— Exercise goal —
Please output the data below exactly as given, starting at its first line and stopping after the line that contains "of the garbage".

— Records for the task —
====================

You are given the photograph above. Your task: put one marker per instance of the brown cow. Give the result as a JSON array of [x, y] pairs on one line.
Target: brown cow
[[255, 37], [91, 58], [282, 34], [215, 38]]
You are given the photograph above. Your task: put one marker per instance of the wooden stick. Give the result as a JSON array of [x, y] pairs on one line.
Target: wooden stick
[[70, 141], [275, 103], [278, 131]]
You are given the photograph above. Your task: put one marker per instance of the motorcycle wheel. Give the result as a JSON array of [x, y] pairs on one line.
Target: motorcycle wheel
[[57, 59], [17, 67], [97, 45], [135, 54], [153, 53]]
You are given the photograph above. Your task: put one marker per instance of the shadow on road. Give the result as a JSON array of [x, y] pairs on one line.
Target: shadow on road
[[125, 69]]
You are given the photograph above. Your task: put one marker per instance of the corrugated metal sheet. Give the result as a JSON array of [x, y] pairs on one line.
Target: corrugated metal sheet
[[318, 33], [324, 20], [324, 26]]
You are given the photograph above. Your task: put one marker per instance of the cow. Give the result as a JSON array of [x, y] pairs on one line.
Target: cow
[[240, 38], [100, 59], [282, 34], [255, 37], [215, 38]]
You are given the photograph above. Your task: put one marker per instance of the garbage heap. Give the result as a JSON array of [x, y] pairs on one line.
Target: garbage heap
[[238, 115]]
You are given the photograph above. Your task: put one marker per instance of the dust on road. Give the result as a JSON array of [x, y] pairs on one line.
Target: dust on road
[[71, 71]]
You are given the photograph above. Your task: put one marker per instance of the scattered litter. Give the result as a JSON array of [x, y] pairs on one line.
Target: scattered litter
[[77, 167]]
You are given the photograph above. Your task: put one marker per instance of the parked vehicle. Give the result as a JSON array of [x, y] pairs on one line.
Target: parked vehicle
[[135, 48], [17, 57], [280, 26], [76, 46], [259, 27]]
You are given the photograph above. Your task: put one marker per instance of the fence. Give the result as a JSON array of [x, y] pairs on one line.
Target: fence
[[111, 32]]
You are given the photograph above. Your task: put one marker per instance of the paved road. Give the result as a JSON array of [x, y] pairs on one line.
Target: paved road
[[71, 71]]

====================

— Written solution —
You are given the photograph above. Your task: put one marker per instance of the brown cow. Give the result as a JSON array of [x, y] pairs on one line.
Target: brown cow
[[255, 37], [91, 58], [282, 34], [215, 38]]
You are given the photograph above. Your task: put one marker per instance of the wooden stick. Give the result as a JSON array of [x, y] pairs on one line.
Target: wooden stick
[[70, 141], [275, 103], [278, 131]]
You are given the photograph above. Your task: put one marker per instance of the motorcycle wheel. Give the result as a JSON array of [x, y] pairs on one line.
Target: motorcycle wheel
[[57, 59], [17, 67], [97, 45], [135, 54], [153, 53]]
You are given the photograph above. Your task: put one marker per instance of the shadow on road. Give the result as a JSON array of [x, y] pairs on one line.
Target: shadow on road
[[125, 69]]
You are given the photograph above. Your task: put one marker per instance of the corrugated metal sheet. Give the result as a JSON array of [x, y] pairs on one line.
Target: corrugated metal sheet
[[318, 33], [324, 20], [324, 26]]
You are given the photograph above. Your task: put one marker per instance of the cow. Give the result as a JSON array of [x, y] pairs on one line.
Target: cow
[[240, 38], [100, 59], [282, 34], [255, 37], [215, 38]]
You are given the photograph above. Your task: put one marker per instance of the garbage heap. Give the result as a JSON array of [x, y] pairs on one line.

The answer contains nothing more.